**TASKS AND EXERCISES:**
**A)** Answer these questions using the text on elbow pain from tennis:
(i) What are the two hard bumps on either side of the elbow called?
(ii) What is lateral epicondylitis more commonly known as?
(iii) What kind of tendon damage does medial epicondylitis refer to?
**B)** Reproduce the passage of the text on elbow pain from tennis between "Elbow pain is" and "a repeat injury.", inclusive.
**C)** Carry on the text on elbow pain from tennis from its final sentence.

**READING TEXT:**

--- START ---

My elbow pain has been affecting my tennis game– What can I do?


I’ve been playing tennis for years, but lately I’ve been sidelined by elbow pain. What can I do?


Elbow pain is the bane of tennis players. It has kept me off the courts for several months at a time. Let’s talk about how to get you back on the court — and prevent a repeat injury.

Elbow pain associated with racquet sports is a form of tendonitis called epicondylitis. It affects anchor points on either side of the elbow joint (the epicondyles). Hold your arm out straight, with the palm up. Then, starting at the wrist of your outstretched arm, run your thumb up the inner side of the arm and your middle finger up the outer side. When you get to the elbow, you’ll feel two hard bumps on either side of it. Those are the epicondyles.

Muscles in the forearm that flex the wrist attach to the epicondyles with a fibrous tendon. Over time, repeating the same body motion damages the tendon. Hitting a tennis ball requires a firm grip on the racquet, and when you strike the ball the tendon tugs at the epicondyles. That’s particularly true of the one on the outer side of your elbow when you hold the arm out with the palm up.

When trouble develops in the tendon that attaches on the outer side of the elbow, it’s called lateral epicondylitis. It’s more commonly known as “tennis elbow.” Here is an illustration of tennis elbow.

Tennis elbow

The forearm muscles attach to the upper arm at two bony projections called epicondyles. Repetitive motions can exert enough stress on the tendons to tear the fibrous tissue. The result is either medial epicondylitis (tendon damage at the inside of the elbow joint) or lateral epicondylitis (damage at the outside of the elbow).

Right after injury, focus on relieving pain and inflammation and resting the affected area:

  • Rest: Stop playing for a few weeks or months to give the tendon time to heal.

--- END ---

**ENTRIES PROVIDED:**
--- START ---

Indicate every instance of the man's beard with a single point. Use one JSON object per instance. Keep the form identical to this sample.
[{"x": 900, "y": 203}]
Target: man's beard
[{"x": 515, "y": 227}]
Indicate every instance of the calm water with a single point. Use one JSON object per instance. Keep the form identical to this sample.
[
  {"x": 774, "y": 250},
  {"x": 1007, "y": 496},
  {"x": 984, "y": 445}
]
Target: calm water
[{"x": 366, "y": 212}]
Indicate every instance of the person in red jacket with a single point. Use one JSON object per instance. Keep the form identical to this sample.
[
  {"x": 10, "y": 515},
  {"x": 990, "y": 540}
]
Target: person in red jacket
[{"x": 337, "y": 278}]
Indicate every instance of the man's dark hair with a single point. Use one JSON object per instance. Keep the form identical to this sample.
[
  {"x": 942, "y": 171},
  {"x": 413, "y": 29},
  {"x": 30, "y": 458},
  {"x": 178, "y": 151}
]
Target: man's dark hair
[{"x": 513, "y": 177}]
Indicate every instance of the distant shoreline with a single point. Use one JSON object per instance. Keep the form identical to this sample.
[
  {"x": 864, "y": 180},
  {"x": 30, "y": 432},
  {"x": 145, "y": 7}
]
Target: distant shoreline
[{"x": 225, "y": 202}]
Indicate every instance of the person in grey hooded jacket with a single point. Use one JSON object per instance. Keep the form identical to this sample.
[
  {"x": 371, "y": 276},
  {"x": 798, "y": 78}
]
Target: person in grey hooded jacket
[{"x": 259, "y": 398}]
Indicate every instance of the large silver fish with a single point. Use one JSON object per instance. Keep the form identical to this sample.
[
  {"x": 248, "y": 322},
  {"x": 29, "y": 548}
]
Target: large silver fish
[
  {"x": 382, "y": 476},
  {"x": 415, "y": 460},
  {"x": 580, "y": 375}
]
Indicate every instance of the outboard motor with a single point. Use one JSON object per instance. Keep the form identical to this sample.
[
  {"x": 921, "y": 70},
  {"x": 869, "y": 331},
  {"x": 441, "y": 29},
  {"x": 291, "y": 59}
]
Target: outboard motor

--- END ---

**OUTPUTS IN ORDER:**
**A)**
(i) The epicondyles.
(ii) Tennis elbow.
(iii) Tendon damage at the inside of the elbow joint.

**B)**
Elbow pain is the bane of tennis players. It has kept me off the courts for several months at a time. Let’s talk about how to get you back on the court — and prevent a repeat injury.

**C)**
  • Ice: Ice the joint for up to 20 minutes several times a day to combat inflammation.
  • Compression: A counterforce brace wraps snugly around the forearm, reducing tension on the tendon. It can help relieve symptoms.
  • Anti-inflammatory medications: These drugs (such as ibuprofen and naproxen) can help relieve pain and inflammation.
  • Corticosteroid injection: Your doctor may consider a limited number of corticosteroid injections to provide symptom relief.

In my experience, these measures almost always do the trick, but it takes time to heal. If you have severe, unrelenting pain that does not respond to the above treatments, you and your doctor may consider:

  • Platelet-rich plasma therapy (PRPT): Platelets and other substances from your own blood are injected into the injury site. PRPT may help stimulate a healing response in the damaged tissues, although this treatment is unproven and controversial.
  • Surgery removes damaged, non-healing tissues and may stimulate healing.

Once you’re back on the court, do the following to prevent further injury:

  • After you play, ice your elbow, even if it doesn’t hurt.
  • Make sure the size, weight and grip of your racquet are right for you.
  • Warm up before playing. Stretch, put your joints through their full range of motion and increase activity gradually.